◆ Selected excerpt ◆
Oved Lobel
A broad swathe of the pro-Palestinian – or rather, anti-Israel – movement seems to be afflicted with an uncontrollable tic disorder, which compels shouting or writing the phrase “war crimes” whenever Israel does anything in response to Palestinian terrorism. It is clearly a disorder because it is obvious very few of these people have actually read the Fourth Geneva Convention of 1949, much less seriously studied its interpretation, and are simply spouting phrases without regard to their legal meaning.
These same people appear to imbue International Humanitarian Law (IHL), also known as the Law of Armed Conflict (LOAC), some of which is younger than the State of Israel, with some transcendental power, and believe that merely by repeating the phrase “war crimes”, they have won the argument and settled the matter.
The reality is that war is a hideously destructive and bloody affair, and our ability to watch it live and from multiple angles nowadays brings home the horror and intense empathy for those suffering in a way that was inconceivable for prior generations. Every child pulled from the rubble, every town or neighbourhood badly damaged, feels like a war crime.

◆ Items ◆
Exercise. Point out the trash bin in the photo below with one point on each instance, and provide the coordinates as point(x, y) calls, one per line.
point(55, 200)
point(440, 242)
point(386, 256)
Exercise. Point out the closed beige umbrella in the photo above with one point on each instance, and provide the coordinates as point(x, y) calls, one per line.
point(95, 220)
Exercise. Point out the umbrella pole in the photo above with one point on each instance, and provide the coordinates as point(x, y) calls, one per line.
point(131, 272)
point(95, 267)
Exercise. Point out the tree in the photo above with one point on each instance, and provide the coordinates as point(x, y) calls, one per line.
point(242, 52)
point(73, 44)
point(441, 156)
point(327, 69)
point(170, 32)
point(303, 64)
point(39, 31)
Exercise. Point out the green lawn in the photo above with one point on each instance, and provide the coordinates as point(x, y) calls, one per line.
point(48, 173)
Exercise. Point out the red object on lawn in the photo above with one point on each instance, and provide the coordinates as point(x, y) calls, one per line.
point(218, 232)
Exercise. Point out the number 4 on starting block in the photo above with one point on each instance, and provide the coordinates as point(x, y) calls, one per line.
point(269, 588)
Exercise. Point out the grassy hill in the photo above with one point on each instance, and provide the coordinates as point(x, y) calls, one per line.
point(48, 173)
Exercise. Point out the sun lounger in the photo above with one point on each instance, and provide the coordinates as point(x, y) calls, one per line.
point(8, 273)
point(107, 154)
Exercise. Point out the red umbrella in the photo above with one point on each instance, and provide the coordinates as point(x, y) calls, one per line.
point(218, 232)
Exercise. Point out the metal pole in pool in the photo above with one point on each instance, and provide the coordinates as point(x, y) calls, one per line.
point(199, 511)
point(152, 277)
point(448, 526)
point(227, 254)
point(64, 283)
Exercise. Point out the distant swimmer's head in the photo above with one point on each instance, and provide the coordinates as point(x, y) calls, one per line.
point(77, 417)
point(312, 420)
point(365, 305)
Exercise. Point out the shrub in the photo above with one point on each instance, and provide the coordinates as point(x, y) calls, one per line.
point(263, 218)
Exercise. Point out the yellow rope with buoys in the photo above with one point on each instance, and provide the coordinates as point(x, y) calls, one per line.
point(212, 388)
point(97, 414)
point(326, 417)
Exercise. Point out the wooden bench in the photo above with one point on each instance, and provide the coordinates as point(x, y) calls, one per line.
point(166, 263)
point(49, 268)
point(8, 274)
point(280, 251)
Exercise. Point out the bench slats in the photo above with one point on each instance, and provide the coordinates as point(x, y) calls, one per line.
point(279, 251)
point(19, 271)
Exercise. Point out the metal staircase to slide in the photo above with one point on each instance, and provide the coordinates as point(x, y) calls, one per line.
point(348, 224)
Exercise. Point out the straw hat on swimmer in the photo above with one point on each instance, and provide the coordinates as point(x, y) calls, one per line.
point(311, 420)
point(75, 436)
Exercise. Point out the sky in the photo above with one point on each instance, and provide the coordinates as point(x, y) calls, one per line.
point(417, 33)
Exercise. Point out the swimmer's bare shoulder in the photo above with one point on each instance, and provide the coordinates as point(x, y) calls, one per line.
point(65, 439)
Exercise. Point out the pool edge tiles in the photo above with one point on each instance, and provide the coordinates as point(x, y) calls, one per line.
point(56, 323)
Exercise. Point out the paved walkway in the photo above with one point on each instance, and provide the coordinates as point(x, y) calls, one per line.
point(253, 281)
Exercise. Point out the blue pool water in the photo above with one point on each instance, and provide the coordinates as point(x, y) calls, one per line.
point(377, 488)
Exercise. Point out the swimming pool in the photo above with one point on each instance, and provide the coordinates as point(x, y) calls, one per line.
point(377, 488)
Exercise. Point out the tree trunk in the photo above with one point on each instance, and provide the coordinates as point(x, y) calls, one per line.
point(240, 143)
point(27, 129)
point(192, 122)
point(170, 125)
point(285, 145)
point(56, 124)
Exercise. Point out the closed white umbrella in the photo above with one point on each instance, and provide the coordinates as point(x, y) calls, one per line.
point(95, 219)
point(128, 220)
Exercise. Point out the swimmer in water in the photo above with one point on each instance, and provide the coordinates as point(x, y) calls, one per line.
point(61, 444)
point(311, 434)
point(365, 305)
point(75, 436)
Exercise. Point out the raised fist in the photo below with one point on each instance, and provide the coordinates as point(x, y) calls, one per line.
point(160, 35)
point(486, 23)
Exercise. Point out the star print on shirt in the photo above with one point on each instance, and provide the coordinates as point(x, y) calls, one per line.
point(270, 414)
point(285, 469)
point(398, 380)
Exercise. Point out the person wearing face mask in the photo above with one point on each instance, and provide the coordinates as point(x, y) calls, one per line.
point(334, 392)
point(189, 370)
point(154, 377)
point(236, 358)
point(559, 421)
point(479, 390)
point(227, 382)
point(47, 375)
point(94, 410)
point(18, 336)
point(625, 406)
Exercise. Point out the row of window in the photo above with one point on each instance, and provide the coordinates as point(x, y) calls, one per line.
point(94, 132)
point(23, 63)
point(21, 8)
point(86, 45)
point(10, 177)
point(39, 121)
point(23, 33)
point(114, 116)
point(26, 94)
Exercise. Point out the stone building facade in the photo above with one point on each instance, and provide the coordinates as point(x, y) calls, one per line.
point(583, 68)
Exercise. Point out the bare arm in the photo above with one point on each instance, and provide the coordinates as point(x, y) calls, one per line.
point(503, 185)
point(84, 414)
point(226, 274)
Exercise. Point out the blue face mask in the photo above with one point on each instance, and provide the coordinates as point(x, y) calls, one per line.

◆ What to work on ◆
Carry on the essay about "war crimes" accusations against Israel, the text placed before the lines, and start writing right after its final sentence.

◆ Result for this exercise ◆
But not everything that looks horrifying or impacts civilians is a war crime. Context and intent are everything in actual international law, contrary to what many people seem to believe. The widely believed fantasy version of international law often seems tantamount to saying no bad things should ever happen to innocent people in war.
In reality, IHL, and particularly the Fourth Geneva Convention, exists as an agreement among civilised nations to try to mitigate the impact of war’s horrors on civilians to the greatest extent possible without crippling the ability of nations to defend themselves. That is all it is. It is largely only Western countries, including Israel, that adhere to it at all, and Israel reportedly has a higher standard than most other Western countries in applying these laws.
Israel’s exceptionally high standards have been attested to by those in a position to know, including Col. Richard Kemp, the former commander of British forces in Afghanistan, as well as Senator Andrew McLachlan, who served in the Australian Army Legal Corps and told an AIJAC function several months ago that “[Israel’s] standards of applying the laws of armed conflict are higher than [Australia’s].”
David French, a well-known US political commentator and former judge-advocate general officer in the US army, explained: “The laws that apply are actually pretty simple. The facts are complicated.”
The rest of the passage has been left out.